• Material for the task
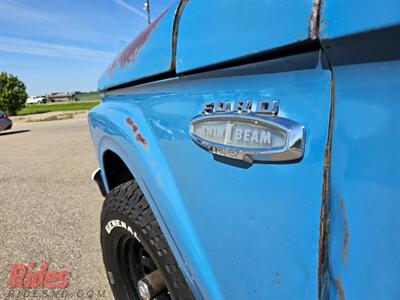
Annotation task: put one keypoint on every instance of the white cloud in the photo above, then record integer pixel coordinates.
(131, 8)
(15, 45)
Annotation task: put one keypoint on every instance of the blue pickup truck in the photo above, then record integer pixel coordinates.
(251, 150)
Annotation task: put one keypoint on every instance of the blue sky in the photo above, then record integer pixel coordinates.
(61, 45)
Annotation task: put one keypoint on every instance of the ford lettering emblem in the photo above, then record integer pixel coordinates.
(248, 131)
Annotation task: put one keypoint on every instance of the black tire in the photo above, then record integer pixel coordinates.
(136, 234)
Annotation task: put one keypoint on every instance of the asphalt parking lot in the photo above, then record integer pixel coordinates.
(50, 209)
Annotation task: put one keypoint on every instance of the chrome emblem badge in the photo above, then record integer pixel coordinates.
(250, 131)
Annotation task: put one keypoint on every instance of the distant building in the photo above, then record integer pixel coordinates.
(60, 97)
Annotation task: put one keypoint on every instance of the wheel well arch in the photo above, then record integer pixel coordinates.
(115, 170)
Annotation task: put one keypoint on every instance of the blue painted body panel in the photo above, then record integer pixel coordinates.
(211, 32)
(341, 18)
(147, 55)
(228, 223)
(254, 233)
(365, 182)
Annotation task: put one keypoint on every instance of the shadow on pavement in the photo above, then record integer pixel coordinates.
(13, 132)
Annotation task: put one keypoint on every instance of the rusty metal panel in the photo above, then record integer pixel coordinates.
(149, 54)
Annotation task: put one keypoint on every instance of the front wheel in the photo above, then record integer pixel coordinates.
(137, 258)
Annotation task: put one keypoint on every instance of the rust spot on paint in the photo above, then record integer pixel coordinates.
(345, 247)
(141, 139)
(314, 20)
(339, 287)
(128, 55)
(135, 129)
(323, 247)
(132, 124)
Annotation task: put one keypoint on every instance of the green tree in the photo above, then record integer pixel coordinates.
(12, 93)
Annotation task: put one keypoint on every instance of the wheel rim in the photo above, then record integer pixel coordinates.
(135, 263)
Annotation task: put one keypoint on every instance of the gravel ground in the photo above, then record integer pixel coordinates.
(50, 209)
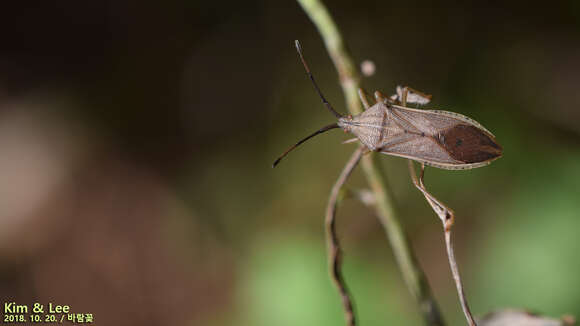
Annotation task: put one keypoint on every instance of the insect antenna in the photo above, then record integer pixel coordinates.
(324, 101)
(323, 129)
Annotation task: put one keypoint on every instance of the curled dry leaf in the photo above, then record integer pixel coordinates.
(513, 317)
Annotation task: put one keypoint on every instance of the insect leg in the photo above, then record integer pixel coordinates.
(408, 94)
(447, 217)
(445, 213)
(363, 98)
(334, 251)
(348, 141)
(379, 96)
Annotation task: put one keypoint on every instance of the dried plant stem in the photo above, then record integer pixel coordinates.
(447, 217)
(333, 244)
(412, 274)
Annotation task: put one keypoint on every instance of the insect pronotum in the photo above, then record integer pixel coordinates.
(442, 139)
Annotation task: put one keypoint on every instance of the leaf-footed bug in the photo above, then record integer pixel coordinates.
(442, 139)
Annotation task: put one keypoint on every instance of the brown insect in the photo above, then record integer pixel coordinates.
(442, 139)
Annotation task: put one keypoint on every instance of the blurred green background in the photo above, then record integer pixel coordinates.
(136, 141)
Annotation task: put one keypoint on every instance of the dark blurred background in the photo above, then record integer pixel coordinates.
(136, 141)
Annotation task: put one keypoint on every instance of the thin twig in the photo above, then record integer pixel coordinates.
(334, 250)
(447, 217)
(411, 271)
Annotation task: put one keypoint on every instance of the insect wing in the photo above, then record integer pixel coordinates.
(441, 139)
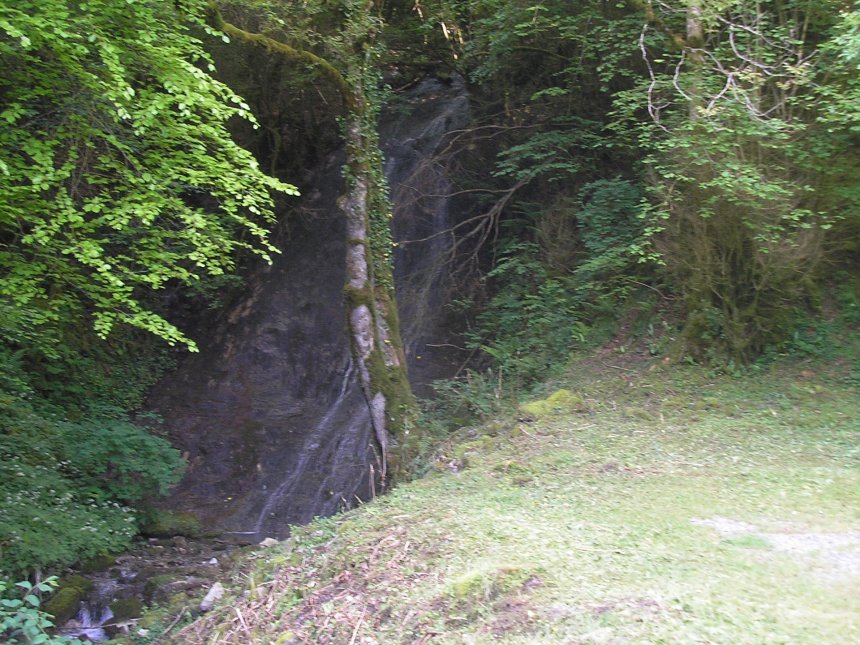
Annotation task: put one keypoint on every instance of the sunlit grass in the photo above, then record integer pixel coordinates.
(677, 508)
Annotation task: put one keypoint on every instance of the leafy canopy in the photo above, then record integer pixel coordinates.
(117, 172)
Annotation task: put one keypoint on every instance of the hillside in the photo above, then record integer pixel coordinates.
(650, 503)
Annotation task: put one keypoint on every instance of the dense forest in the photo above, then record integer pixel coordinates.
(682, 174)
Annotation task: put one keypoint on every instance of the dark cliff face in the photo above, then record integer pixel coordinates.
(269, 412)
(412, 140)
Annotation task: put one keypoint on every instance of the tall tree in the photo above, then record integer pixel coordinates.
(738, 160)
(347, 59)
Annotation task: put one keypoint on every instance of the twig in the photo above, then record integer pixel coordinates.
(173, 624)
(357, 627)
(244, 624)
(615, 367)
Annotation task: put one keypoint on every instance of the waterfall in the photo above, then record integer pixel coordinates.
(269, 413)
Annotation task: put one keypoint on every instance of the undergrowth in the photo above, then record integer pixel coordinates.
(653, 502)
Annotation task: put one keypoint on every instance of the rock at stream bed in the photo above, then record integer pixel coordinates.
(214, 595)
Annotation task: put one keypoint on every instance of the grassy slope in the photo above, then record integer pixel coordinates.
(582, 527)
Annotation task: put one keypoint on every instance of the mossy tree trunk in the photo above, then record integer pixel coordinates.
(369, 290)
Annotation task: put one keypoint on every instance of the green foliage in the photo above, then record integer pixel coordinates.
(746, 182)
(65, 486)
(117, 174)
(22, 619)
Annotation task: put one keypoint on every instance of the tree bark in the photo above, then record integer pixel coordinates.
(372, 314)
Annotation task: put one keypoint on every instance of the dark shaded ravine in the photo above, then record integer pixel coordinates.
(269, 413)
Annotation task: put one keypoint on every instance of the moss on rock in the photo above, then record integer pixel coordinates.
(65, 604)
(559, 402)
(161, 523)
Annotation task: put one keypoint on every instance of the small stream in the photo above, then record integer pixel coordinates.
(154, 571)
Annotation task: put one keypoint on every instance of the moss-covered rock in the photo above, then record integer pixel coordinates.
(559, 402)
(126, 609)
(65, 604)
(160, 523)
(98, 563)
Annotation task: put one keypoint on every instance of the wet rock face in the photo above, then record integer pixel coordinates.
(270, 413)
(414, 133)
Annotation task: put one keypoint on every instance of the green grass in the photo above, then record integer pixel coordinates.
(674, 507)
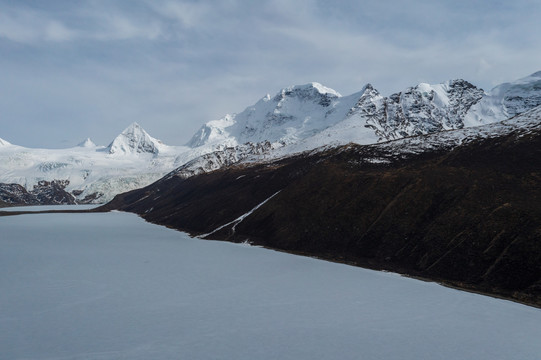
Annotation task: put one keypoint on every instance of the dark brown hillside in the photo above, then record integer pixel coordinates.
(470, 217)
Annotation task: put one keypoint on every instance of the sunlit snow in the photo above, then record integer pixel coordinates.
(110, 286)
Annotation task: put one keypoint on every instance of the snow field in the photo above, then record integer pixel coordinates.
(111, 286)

• Written task
Repeat the data above line for line, word for word, and leave the pictures out.

• Response
Annotation task: put one keypoint on every instance of the white cloud in the photo above, then record integer pixel coordinates.
(131, 8)
(15, 45)
Annotation task: put one keypoint on every instance of the blue pickup truck in the photo above, then record integer pixel coordinates.
(251, 150)
Annotation task: put one keypoint on every instance of the blue sky in the photo above, then record integer pixel coordinates.
(61, 45)
Annotation task: put one keypoint on every instance of the ford lettering emblem in the photo above, then record integer pixel coordinates.
(248, 131)
Annotation task: put one keypoint on every instance of the black tire in the photo above, then record integer pixel coordinates.
(136, 234)
Annotation task: put one keypoint on every instance of the asphalt parking lot in the photo above, then record integer pixel coordinates.
(50, 209)
Annotation task: put one keypoint on every instance of the chrome emblem badge in the photo above, then record integer pixel coordinates.
(250, 131)
Annotation task: put one keypoint on every instance of the distant building in the photo above, then record integer pixel coordinates.
(60, 97)
Annotation task: put one keypoint on every instance of the wheel well arch in the photo above, then record integer pixel coordinates.
(115, 170)
Annotation task: put one keypoint on every instance of the blue painted body panel in the photo above, then record integer pixel coordinates.
(211, 32)
(341, 18)
(147, 55)
(228, 223)
(254, 233)
(365, 182)
Annotation task: put one keypoint on every instance of the shadow on pavement in the photo above, then record integer pixel coordinates.
(13, 132)
Annotation task: put one keypoint on every instance of the rusty metal panel in the photo above, then record integer pixel coordinates.
(149, 54)
Annotation task: put one keypoint on every instance of the front wheel in the photo above, then record integer pixel coordinates.
(137, 258)
Annotation task: put one keypoint on every instance of the rust spot on paint in the photo above, then record integer pixel coordinates.
(345, 247)
(141, 139)
(314, 20)
(339, 287)
(128, 55)
(135, 129)
(323, 247)
(132, 124)
Annotation task: put one keypoint on every instance of the green tree in the photo above, then record integer pixel coordinates.
(12, 93)
Annotation task: put one keypoint on every instance of the wheel rim in the photo above, then record integer pixel coordinates.
(135, 263)
Annotation task: put one keypoint on every instance of the gravel ground in the photo above, then record integer pixel coordinates.
(50, 209)
Annotation task: put one keypoint on every instance of the insect antenna in the photo above, then record integer pixel coordinates.
(324, 101)
(323, 129)
Annotation task: put one keypoint on every instance of the curled dry leaf in the photo above, then record integer pixel coordinates.
(513, 317)
Annotation task: put one keypoint on every instance of the insect leg in the photo above, then record integer pixel coordinates.
(408, 94)
(447, 217)
(445, 213)
(363, 98)
(334, 251)
(348, 141)
(379, 96)
Annotation task: put one keypoint on every instance of the dried plant stem in the photo above, then record integer pixel coordinates.
(447, 217)
(333, 244)
(412, 274)
Annotation task: put one keypoint on every instance of the insect pronotum in the photo above, then record integer pixel coordinates.
(442, 139)
Annotation task: put one keypoint on every instance of the leaf-footed bug in the photo above, then record integer pixel coordinates.
(442, 139)
Annotation task: put one keypoint on every instance of the brown insect in the photo above, then record integer pixel coordinates.
(442, 139)
Annotation task: put one keypoint on every instance of the blurred green background in the photo above, then record integer pixel coordinates.
(136, 141)
Annotation task: put one keypoint on every instance of the dark blurred background in the photo above, then record integer pixel coordinates.
(136, 141)
Annotation task: put one keypoint on every instance of the thin twig in the photo above, then record integer pixel coordinates.
(334, 250)
(447, 217)
(411, 271)
Annotation task: put one keypoint on every instance of the insect wing in the photo above, then record integer pixel coordinates.
(441, 139)
Annotation task: put one keypoint on every instance of the sunlit grass in the photo above, then record integer pixel coordinates.
(677, 508)
Annotation task: put one keypoint on every instance of the leafy canopy in the photo above, then record integer pixel coordinates.
(117, 172)
Annotation task: put one keypoint on every instance of the hillside in the photo above, then record integer pixel coordinates.
(650, 503)
Annotation task: put one keypoint on every instance of the dense forest in the photo above, then record integer pixel coordinates.
(682, 174)
Annotation task: put one keypoint on every instance of the dark cliff face in the photo above, then record integer pixel coordinates.
(269, 412)
(412, 140)
Annotation task: put one keypoint on every instance of the tall tree in the photo above, then record integer pixel coordinates.
(738, 160)
(347, 59)
Annotation task: put one keypoint on every instance of the twig in the photo above, then record integer pixel coordinates.
(173, 624)
(357, 627)
(244, 624)
(615, 367)
Annotation task: put one keypoint on every instance of the waterfall in the photo above, then record integer pixel coordinates.
(269, 413)
Annotation task: put one keypoint on every instance of the undergrowth in the photo above, then record integer pixel coordinates.
(653, 502)
Annotation task: put one keypoint on every instance of the rock at stream bed in the photo above, then record integer pixel coordinates.
(214, 595)
Annotation task: put one keypoint on every instance of the grassy slope in the photo above, then record integer pixel coordinates.
(582, 527)
Annotation task: put one keypoint on every instance of the mossy tree trunk in the photo above, then record integer pixel coordinates.
(369, 290)
Annotation task: put one keypoint on every instance of the green foliage in the photo above, then record integer pixel coordinates.
(746, 182)
(65, 486)
(117, 174)
(22, 619)
Annotation task: put one keypoint on every instance of the tree bark in the photo above, then record integer pixel coordinates.
(372, 314)
Annotation task: put one keypoint on every instance of the dark shaded ravine in the photo above, then record integer pixel coordinates.
(269, 413)
Annotation task: put one keypoint on every instance of the moss on rock in the photo above, then record integer pixel coordinates.
(65, 604)
(559, 402)
(161, 523)
Annotation task: put one keypoint on every instance of the small stream in the photo above, then record integer pixel coordinates.
(154, 571)
Annotation task: put one keypoint on every instance of the moss-covered rock in the photo above, then record integer pixel coordinates.
(559, 402)
(126, 609)
(65, 604)
(160, 523)
(98, 563)
Annotation task: put one keypoint on every instance of the wet rock face in the photo above, then record integer pixel coordinates.
(270, 413)
(414, 133)
Annotation task: put one keypoint on every instance of the green grass in the photo above, then record integer pixel coordinates.
(674, 507)
Annotation task: put one keypoint on every instance of the dark brown hillside in the photo above, then record integer pixel coordinates.
(470, 217)
Annotation task: put one keypoint on every instance of the sunlit snow in the photo above, then record integer pixel coordinates.
(110, 286)
Annotation task: put one keypoint on every instance of the snow field in the photo above, then record integer pixel coordinates.
(111, 286)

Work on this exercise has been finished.